Arrange each line of the records below as a JSON list of strings, one string per line, leaving out any blank lines.

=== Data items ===

════════

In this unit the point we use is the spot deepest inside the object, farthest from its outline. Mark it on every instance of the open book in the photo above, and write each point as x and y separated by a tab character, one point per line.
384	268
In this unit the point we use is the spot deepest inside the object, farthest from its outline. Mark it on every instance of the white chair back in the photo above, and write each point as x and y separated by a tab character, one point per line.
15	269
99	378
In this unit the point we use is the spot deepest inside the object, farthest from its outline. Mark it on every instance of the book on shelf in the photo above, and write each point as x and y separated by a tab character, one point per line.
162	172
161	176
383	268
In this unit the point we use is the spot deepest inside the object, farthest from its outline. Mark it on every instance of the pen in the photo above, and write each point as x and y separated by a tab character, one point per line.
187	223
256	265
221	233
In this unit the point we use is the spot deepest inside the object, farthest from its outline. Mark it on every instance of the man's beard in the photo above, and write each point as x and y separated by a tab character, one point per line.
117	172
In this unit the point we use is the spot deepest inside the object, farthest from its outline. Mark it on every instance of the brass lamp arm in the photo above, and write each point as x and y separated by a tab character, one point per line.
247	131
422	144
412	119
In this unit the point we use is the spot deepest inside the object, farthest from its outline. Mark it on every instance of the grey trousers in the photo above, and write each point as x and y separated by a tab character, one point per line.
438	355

════════

=== Response below ===
[
  "In this unit the point we use is the spot deepest inside the object, farthest from its outline. Mark it on every instance of the open book in the photo above, and write each point as x and y separated by a tab character, one point per line.",
  "384\t268",
  "In this unit the point we use is the spot deepest inside the object, farthest from its outline. Mark it on every instance of the white chair back in the photo above, and write each point as x and y separated by a tab character, one point per line.",
  "15\t269",
  "99\t378",
  "In this unit the point we use is the spot deepest inside the object, farthest from its outline. Mark it on every instance of the book on shelf in the photo above, and write each point as x and y separated by a tab character, one point per line.",
  "162\t172",
  "161\t176",
  "383\t268",
  "In this unit the point we use is the spot deepest inside the object, farthest from its outline. Mark it on every instance of the pen in the photo above, and write each point as x and y separated by a tab character, one point per line.",
  "187\t223",
  "256\t265",
  "221\t233",
  "In this unit the point we use is the spot deepest inside the object, farthest from its outline. Mark it on every instance of the man's beard in the photo above, and write each point as x and y separated by a tab character, one point per line.",
  "117\t172",
  "In this unit the point we use is the spot deepest inside the object, farthest from its outline. Mark it on every instance of the brass lamp arm in the photo above, and write each point as x and y separated by a tab character, one point per line.",
  "247\t131",
  "422\t144",
  "412\t119",
  "In this unit the point we use is the spot deepest inside the object, farthest from its outline. Mark it on every instance of the grey trousers in the photo above, and write each point as x and y separated by a tab character, one point per line.",
  "438\t355"
]